----- Texte de la page -----

Notons pour finir que dianoia, le substantif dérivé de dianoeisthai, est le nom que donne Socrate à l'affection (pathèma) associée au premier sous-segment de l'intelligible dans l'analogie de la ligne, à la fin du sixième livre de la République, celle dans laquelle on est encore « prisonnier » des mots, où l'on n'a pas encore réussi à penser les eidè au-delà des mots. L'étranger la définira bientôt comme la forme silencieuse du logos (« discours/raisonnement/... ») intérieur, par opposition au logos au sens usuel, proféré de manière sonore par la bouche (cf. 263e3-8). (<==)
(58) Ici encore, l'étranger prend bien garde de n'utiliser ni une forme du verbe einai (« être »), ni tauton au sens de « le même », dans cette nouvelle assertion à propos de to on (« l'étant ») et de tauton (« le "-même" ») en tant que mots soumis à investigation : il ne dit pas « si l'étant est la même chose que le même », qui redonderait à la fois « être » et « même », mais « si "l'étant" et le "le -même" ne signifient rien de différent », en grec, ei to on kai to tauton mèden diaphoron sèmaineton (mot à mot « si le étant et le le_même rien différent signifient »). Après avoir évoqué le dianoeisthai (« concevoir par la pensée »), rappelant ainsi discrètement que le logos (« langage/parole/discours/raisonnement/... ») traduit d'abord quelque chose qui se passe dans notre esprit (nous) avant de refléter (ou pas) ce qui se passe hors de lui (voir note précédente), il évoque maintenant le « signifier » (sèmainein, dont sèmaineton est le présent de l'indicatif actif à la troisième personne du dual), qui rappelle que les mots ne sont pas ce qu'ils prétendent « désigner », montrant ainsi qu'il ne s'intéresse à ce qui est derrière les mots qu'à travers la manière d'en parler, l'un étant indissociable de l'autre. (<==)

----- Enregistrements fournis -----

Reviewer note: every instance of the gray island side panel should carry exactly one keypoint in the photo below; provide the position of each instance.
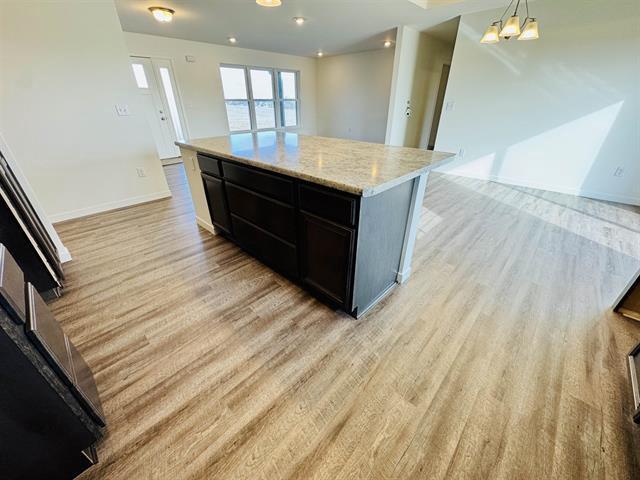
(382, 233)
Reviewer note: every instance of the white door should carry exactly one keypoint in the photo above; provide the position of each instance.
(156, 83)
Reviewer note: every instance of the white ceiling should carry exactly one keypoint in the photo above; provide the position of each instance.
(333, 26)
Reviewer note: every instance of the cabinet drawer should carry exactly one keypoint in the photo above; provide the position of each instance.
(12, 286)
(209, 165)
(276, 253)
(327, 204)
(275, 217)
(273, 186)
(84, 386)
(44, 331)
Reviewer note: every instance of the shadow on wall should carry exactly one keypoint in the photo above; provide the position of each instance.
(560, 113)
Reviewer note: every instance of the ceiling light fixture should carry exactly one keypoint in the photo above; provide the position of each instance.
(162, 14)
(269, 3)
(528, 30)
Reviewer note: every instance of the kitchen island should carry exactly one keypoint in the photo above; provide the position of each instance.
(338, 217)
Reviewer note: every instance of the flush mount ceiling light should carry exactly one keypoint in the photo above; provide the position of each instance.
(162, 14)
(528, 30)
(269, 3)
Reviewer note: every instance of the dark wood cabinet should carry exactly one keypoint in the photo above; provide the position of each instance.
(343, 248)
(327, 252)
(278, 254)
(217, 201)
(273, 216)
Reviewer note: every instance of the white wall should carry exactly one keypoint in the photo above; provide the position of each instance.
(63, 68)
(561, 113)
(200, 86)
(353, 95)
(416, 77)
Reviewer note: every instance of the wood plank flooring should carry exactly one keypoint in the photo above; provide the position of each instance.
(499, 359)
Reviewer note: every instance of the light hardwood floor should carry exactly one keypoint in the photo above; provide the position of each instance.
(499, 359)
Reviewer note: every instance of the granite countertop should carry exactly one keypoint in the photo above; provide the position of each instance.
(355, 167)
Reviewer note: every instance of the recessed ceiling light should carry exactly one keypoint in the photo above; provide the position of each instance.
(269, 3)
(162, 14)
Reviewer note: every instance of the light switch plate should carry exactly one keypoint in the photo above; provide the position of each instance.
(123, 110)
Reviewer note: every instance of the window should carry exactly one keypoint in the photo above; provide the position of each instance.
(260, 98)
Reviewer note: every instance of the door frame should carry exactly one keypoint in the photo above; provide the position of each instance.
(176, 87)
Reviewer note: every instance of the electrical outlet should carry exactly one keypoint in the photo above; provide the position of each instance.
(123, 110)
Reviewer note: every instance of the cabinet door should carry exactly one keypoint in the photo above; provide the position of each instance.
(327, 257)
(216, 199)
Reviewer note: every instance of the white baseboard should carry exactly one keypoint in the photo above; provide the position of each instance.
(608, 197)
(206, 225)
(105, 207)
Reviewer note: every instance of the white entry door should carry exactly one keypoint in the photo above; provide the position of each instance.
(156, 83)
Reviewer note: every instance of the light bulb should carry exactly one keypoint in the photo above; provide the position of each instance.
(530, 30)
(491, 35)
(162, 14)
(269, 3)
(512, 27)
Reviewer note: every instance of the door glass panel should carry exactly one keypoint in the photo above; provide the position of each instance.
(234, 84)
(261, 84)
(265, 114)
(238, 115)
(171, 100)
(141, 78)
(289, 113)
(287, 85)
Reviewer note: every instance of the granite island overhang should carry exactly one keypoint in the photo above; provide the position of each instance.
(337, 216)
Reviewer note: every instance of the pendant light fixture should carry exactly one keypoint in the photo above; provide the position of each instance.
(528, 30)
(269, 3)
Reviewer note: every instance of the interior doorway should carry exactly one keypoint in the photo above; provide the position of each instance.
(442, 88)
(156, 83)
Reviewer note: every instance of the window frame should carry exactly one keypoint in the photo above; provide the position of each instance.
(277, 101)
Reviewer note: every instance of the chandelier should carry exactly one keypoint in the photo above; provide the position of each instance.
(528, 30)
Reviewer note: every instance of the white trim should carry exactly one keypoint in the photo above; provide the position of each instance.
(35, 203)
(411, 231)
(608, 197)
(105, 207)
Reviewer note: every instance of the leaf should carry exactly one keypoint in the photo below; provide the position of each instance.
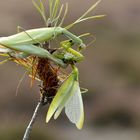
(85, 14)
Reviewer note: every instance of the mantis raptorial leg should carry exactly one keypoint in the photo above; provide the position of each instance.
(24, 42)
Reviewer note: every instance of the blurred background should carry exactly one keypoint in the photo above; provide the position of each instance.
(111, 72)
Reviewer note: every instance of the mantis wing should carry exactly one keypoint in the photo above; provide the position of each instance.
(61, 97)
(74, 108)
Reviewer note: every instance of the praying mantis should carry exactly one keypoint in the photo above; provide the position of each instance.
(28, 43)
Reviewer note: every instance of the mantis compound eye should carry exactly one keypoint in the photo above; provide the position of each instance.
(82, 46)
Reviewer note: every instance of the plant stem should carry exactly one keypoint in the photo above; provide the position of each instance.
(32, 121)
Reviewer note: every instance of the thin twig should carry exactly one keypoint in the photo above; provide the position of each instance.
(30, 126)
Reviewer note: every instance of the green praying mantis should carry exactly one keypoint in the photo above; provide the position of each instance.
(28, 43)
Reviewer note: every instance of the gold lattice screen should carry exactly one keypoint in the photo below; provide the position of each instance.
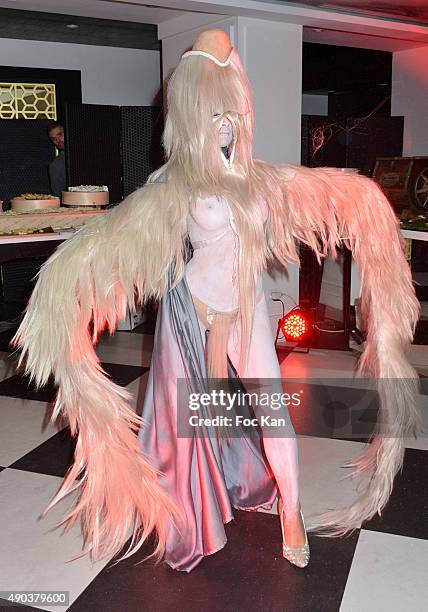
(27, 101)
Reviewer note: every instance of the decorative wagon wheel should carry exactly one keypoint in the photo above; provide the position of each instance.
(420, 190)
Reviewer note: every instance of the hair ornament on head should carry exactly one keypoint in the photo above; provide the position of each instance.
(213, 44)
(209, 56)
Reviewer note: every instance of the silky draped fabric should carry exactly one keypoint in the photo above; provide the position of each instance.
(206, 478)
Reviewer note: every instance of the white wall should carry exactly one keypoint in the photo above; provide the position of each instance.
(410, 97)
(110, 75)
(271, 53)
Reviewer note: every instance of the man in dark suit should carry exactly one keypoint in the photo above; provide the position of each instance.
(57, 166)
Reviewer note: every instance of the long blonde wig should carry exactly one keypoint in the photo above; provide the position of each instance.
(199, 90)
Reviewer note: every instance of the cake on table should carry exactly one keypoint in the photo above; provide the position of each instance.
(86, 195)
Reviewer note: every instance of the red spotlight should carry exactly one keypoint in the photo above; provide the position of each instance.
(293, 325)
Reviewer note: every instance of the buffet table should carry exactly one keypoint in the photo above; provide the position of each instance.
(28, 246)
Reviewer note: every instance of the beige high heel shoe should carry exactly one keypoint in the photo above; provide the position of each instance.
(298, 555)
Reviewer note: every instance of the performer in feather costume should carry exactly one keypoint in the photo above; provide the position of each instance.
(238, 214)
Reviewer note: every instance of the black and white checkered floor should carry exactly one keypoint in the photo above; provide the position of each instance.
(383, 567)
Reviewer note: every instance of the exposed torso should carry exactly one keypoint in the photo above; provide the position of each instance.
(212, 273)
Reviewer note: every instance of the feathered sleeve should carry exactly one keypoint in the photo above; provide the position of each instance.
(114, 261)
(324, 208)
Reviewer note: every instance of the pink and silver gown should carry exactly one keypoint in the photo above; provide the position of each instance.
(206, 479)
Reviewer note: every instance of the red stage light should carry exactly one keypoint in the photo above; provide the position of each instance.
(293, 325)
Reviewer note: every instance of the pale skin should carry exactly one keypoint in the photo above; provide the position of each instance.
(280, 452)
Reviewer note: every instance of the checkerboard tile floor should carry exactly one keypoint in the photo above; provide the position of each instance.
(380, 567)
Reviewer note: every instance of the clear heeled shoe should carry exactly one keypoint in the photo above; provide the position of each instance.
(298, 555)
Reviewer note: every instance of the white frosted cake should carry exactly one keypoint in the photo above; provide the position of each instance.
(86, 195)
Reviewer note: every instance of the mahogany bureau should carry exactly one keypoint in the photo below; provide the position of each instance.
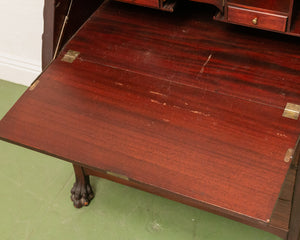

-----

[Objectifs]
1. Répondez à ces questions sur le texte de la page :
(a) Quel nom Socrate donne-t-il à l'affection associée au premier sous-segment de l'intelligible dans l'analogie de la ligne ?
(b) Comment l'étranger définira-t-il bientôt cette affection ?
(c) De quel verbe sèmaineton est-il une forme, et laquelle ?
2. Repérez dans les enregistrements toutes les lignes qui contiennent le mot « window » et recopiez-les, en respectant la casse.

[Les réponses]
1.
(a) Dianoia.
(b) Comme la forme silencieuse du logos intérieur, par opposition au logos au sens usuel, proféré de manière sonore par la bouche.
(c) Du verbe sèmainein. C'est le présent de l'indicatif actif à la troisième personne du dual.

2.
Reviewer note: every instance of the window should carry exactly one keypoint in the photo above; provide the position of each instance.
Reviewer note: every instance of the window frame should carry exactly one keypoint in the photo above; provide the position of each instance.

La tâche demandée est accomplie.